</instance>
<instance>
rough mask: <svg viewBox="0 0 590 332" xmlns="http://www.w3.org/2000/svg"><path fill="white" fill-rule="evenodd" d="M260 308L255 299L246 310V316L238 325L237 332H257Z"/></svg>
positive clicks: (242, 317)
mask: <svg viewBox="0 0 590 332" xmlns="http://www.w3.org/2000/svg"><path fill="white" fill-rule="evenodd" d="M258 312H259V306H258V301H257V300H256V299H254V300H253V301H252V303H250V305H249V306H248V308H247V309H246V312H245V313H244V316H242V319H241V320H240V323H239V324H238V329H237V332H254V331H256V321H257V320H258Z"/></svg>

◆ **WRITTEN TASK**
Exactly as they appear above, write out all of the lines.

◆ **ANSWER FOR THE TASK**
</instance>
<instance>
rough mask: <svg viewBox="0 0 590 332" xmlns="http://www.w3.org/2000/svg"><path fill="white" fill-rule="evenodd" d="M260 308L255 299L246 310V316L238 325L237 332H257Z"/></svg>
positive clicks: (242, 317)
mask: <svg viewBox="0 0 590 332" xmlns="http://www.w3.org/2000/svg"><path fill="white" fill-rule="evenodd" d="M258 312H259V306H258V301H257V300H256V299H254V300H253V301H252V303H250V305H249V306H248V308H247V309H246V312H245V313H244V316H242V319H241V320H240V323H239V324H238V329H237V332H254V331H256V321H257V320H258Z"/></svg>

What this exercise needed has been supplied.